EXTRACTED INFORMATION ▸
^^^^^^^^
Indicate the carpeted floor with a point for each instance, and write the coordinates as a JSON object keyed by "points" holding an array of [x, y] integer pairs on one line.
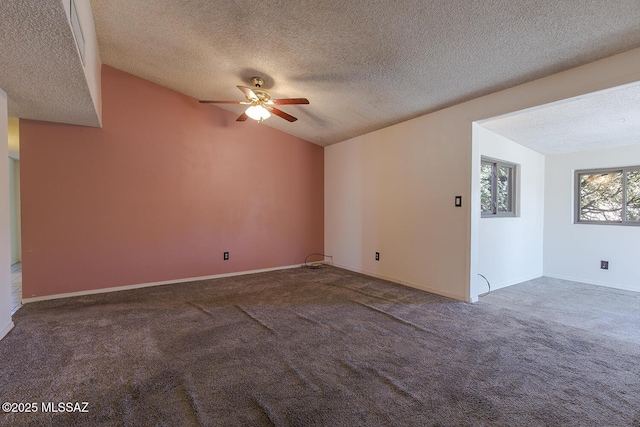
{"points": [[310, 347]]}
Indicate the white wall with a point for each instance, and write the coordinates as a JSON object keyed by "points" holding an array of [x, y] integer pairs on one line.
{"points": [[5, 272], [92, 63], [574, 251], [510, 248], [393, 190]]}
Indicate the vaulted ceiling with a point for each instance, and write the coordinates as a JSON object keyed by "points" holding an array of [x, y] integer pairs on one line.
{"points": [[362, 65]]}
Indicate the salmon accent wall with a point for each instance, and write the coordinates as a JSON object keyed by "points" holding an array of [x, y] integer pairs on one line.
{"points": [[160, 192]]}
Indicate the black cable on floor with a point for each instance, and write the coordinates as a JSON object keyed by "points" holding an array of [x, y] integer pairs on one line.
{"points": [[489, 284], [315, 265]]}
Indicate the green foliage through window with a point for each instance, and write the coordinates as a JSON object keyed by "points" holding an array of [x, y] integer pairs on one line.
{"points": [[497, 188]]}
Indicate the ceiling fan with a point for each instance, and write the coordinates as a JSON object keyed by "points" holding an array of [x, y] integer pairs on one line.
{"points": [[260, 103]]}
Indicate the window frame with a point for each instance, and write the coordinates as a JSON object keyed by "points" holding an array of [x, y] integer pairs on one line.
{"points": [[513, 188], [576, 195]]}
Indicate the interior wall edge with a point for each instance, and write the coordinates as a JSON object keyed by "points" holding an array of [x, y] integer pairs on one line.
{"points": [[151, 284]]}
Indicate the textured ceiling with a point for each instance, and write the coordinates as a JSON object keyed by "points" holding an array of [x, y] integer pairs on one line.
{"points": [[40, 68], [605, 119], [362, 65]]}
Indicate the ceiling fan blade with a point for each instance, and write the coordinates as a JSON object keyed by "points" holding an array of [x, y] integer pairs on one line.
{"points": [[222, 102], [290, 101], [248, 93], [282, 114]]}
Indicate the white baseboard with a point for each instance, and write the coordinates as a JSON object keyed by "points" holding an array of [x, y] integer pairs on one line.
{"points": [[403, 282], [495, 287], [146, 285], [6, 330], [593, 282]]}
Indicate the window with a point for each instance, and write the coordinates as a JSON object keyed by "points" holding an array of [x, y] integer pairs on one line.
{"points": [[497, 188], [608, 196]]}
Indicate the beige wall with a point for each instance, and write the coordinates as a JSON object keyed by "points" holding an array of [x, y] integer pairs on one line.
{"points": [[14, 209], [392, 191], [5, 272]]}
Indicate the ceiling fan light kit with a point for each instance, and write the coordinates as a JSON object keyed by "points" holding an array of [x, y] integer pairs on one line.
{"points": [[261, 104], [258, 113]]}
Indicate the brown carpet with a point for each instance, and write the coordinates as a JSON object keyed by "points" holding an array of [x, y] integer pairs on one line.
{"points": [[310, 347]]}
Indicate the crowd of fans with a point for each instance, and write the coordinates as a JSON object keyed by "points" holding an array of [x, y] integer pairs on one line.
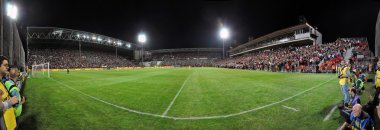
{"points": [[188, 59], [65, 58], [310, 58]]}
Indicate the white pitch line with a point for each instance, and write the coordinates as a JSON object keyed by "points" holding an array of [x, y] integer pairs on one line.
{"points": [[175, 97], [192, 118], [291, 108], [330, 113]]}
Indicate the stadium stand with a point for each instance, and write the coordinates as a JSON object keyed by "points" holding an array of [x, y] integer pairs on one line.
{"points": [[187, 56], [309, 58], [65, 58]]}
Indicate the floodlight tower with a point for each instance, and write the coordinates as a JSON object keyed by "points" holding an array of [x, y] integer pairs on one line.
{"points": [[142, 39], [224, 34]]}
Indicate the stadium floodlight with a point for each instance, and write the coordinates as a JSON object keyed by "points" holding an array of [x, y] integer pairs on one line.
{"points": [[141, 38], [224, 33], [12, 11]]}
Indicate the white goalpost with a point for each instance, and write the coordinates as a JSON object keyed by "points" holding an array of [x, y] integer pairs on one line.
{"points": [[39, 70]]}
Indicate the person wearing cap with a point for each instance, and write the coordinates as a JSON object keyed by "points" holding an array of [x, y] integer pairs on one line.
{"points": [[359, 120], [14, 90], [344, 74]]}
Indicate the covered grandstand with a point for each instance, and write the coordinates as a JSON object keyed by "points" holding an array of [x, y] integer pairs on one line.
{"points": [[298, 35], [186, 56], [68, 48]]}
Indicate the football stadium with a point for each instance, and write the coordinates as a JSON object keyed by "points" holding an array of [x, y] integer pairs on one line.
{"points": [[68, 65]]}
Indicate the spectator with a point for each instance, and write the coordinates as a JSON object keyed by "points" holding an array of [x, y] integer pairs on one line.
{"points": [[359, 120]]}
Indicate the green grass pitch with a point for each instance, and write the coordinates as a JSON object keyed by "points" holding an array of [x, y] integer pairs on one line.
{"points": [[209, 98]]}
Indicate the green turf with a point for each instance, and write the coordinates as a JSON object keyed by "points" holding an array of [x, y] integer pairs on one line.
{"points": [[208, 92]]}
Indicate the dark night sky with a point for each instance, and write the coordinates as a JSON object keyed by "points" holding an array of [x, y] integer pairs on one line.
{"points": [[180, 24]]}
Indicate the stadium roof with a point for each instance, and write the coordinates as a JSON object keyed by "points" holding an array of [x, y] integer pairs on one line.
{"points": [[187, 50], [55, 33], [273, 35]]}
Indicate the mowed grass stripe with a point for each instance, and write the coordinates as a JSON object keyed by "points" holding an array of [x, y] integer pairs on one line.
{"points": [[216, 93], [151, 92]]}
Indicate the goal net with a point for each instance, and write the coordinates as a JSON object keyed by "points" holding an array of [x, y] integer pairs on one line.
{"points": [[41, 70]]}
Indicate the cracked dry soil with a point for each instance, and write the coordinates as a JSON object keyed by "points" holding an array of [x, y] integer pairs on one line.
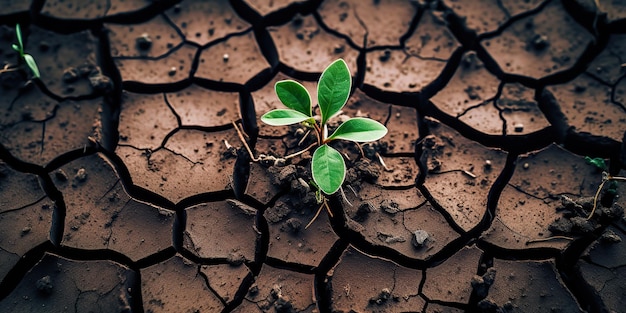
{"points": [[124, 186]]}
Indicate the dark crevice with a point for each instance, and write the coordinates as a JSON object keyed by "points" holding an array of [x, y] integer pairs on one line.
{"points": [[323, 292], [112, 101], [567, 265], [134, 191], [515, 144], [444, 77], [290, 266], [335, 33], [142, 15], [139, 87], [262, 244], [59, 209], [513, 19], [23, 266], [156, 258]]}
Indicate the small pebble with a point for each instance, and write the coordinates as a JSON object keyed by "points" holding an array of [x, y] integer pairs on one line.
{"points": [[144, 42], [26, 230], [81, 175], [385, 56]]}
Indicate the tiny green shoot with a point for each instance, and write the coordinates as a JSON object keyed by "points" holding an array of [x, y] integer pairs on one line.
^^^^^^^^
Reproduce every entry exactly, but omit each picture.

SOLUTION FOR THIS TASK ▸
Indicate the carpeted floor with a point for each instance, and write the coordinates as a JSON object keyed by "points" holding an array of [x, y] integer pairs on one line.
{"points": [[310, 347]]}
Indicate the white wall with a point for each instance, and write the coordinates as a JSON object keyed by "points" holding an array of [x, y] integer pairs on one line.
{"points": [[5, 272], [92, 63], [574, 251], [510, 248], [393, 190]]}
Indicate the vaulted ceiling with a point for each instance, and write the coordinates as a JSON object keyed by "points" holding an array of [x, y] integer pairs on one line.
{"points": [[362, 65]]}
Indicate the salmon accent wall with a point for each instance, and write the coordinates as a JSON object keyed by "points" holding an array of [x, y] integer pairs on one line.
{"points": [[160, 192]]}
Indicate the black cable on floor with a point for each instance, and write the coordinates as a JSON object keyed by "points" holding an array of [x, y] integer pairs on one line.
{"points": [[489, 284], [315, 265]]}
Indicate the green foliage through window with a point for each instance, and write the coordinates as a JSON object keyed by "points" holding an array of [x, y] integer pairs on one line.
{"points": [[497, 188]]}
Indicate the ceiling fan with a point for each instance, and write the coordinates as a JSON object keyed by "points" holding an array of [x, y] integer pairs on one line.
{"points": [[260, 103]]}
Indicate the window frame with a point for each instance, and write the coordinates as a JSON object keyed by "points" holding an array of [x, y] integer pairs on one line.
{"points": [[513, 188], [576, 195]]}
Indicate the interior wall edge with a point for each instance, and write the coordinates as a JSON object keyed by "points" holding an array of [x, y] integer pairs on one line.
{"points": [[151, 284]]}
Indicate the textured ceiling with a point for each instance, and write the coordinates as a JSON object keyed by "points" holding an array of [x, y] integer pairs on one line.
{"points": [[40, 68], [605, 119], [362, 65]]}
Indicate the ceiling fan blade with a point for each instance, and write the coordinates as a JSON object keyed by "points" holding an array of [x, y] integer pairs on one line.
{"points": [[222, 102], [290, 101], [248, 93], [282, 114]]}
Indicate the white baseboard with a point for each instance, and write the coordinates as a JSON object keyed by "points" holding an array of [x, y] integer pairs on one line.
{"points": [[403, 282], [495, 287], [146, 285], [6, 330], [593, 282]]}
Indicate the window with a point for each instance, and write the coordinates as a JSON object keyed by "points" holding an array of [x, y] integer pairs on one line.
{"points": [[497, 188], [608, 196]]}
Indicate the beige wall with a point for each instance, and write the coordinates as a JSON object keyed by "points" holding an array of [x, y] integer pairs on one line.
{"points": [[14, 209], [392, 191], [5, 272]]}
Indicate the ceiling fan light kit with a point for each instance, and write the coordinates as a JSON object keyed by "points" holding an array of [x, y] integer pairs on one line.
{"points": [[261, 104], [258, 113]]}
Indicate the brown carpet with a point for each instance, and write the coordinates as a JSON object keyed by "points" holding an array of [x, y] integer pairs on one line.
{"points": [[310, 347]]}
Indicate the crowd of fans with a point for each instance, and write the coordinates as a JSON object keyed by "points" holding an array of [x, y] integer pairs on one line.
{"points": [[188, 59], [65, 58], [310, 58]]}
Indicate the white pitch line with a point for each instance, and write the coordinates as a JSON object keyed by "points" holding an array of [x, y] integer pairs on one line.
{"points": [[175, 97], [192, 118], [291, 108], [330, 113]]}
Indicate the stadium stand with a point for each instance, and write the coordinates as a JSON object keyed by "points" holding an array of [x, y] integer pairs on one line.
{"points": [[187, 56], [309, 58], [65, 58]]}
Indicate the floodlight tower with a point for each instance, and write the coordinates as a JSON object keyed by "points" holding an array of [x, y] integer pairs on one line.
{"points": [[142, 39], [224, 34]]}
Indicate the stadium floodlight with a point for each instance, and write the coordinates as a JSON object keyed by "points" holding an array of [x, y] integer pairs on one line.
{"points": [[141, 38], [224, 33], [12, 11]]}
Indicate the white goalpost with a point for each instance, and write the coordinates as a JSON object keyed by "points" holding an array of [x, y] integer pairs on one line.
{"points": [[39, 70]]}
Indicate the person wearing cap with a point for each instance, and write the coordinates as a JSON object keyed by "points" holding an array of [x, y] integer pairs on one line.
{"points": [[359, 120], [14, 90], [344, 74]]}
Indicate the covered grandstand with a point for each instance, and write the coordinates as a JSON object keyed by "points" holding an array of [x, y] integer pairs on one line.
{"points": [[298, 35], [186, 56], [68, 48]]}
Indicate the football stadium with a point for each instance, and write the coordinates as a JSON object keyed by "points" holding an array of [x, y] integer pairs on one line.
{"points": [[68, 65]]}
Indicate the spectator with a point for each instance, and write the coordinates as a JSON object keyed by "points" holding an array of [x, y] integer pairs on one line.
{"points": [[359, 120]]}
Indicate the green grass pitch with a point for each instance, and write the coordinates as a JSON object keyed by "points" holding an array of [x, y] integer pairs on one line.
{"points": [[209, 98]]}
Indicate the green turf with a point for each instance, and write the coordinates as a JSON object keyed by "points" holding an array of [x, y] integer pairs on one line.
{"points": [[208, 92]]}
Indicate the dark night sky with a point for each instance, and write the coordinates as a JSON object keyed by "points" holding an array of [x, y] integer pairs on one line.
{"points": [[180, 24]]}
Indicate the stadium roof with a point for each instance, and write the coordinates as a JSON object keyed by "points" holding an array of [x, y] integer pairs on one line.
{"points": [[187, 50], [55, 33], [273, 35]]}
Indicate the mowed grass stripe with a point for each instance, and write the coordinates as a JSON object keyed by "points" holding an array of [x, y] integer pairs on one line.
{"points": [[216, 93], [151, 92]]}
Indicate the goal net with a point for each instance, and write the coordinates as a JSON object keyed by "points" holding an array of [x, y] integer pairs on one line.
{"points": [[41, 70]]}
Indicate the cracked dry soil with a point for each instance, and write the coordinates as a JSON object keyed by "points" holding an array of [x, y] integer pairs on one line.
{"points": [[124, 186]]}
Indicate the dark crevice with a point for each instance, and write the coordinates as a JSON object keyed by "points" holding an array of [x, y] integer pairs on one line.
{"points": [[323, 292], [112, 101], [567, 265], [134, 191], [515, 144], [444, 77], [290, 266], [335, 33], [142, 15], [139, 87], [262, 244], [59, 209], [513, 19], [23, 266], [156, 258]]}
Indicate the small pebble with a point for each instance, and write the coordinates as a JSON object keyed by "points" holding an array of [x, y] integer pairs on one line.
{"points": [[144, 42], [26, 230], [81, 175], [385, 56]]}
Indicate the tiny green shoot with a point for each instance, and write the coordinates as a JSON object keyed by "points" holding an array of [x, y] integer pairs on one line.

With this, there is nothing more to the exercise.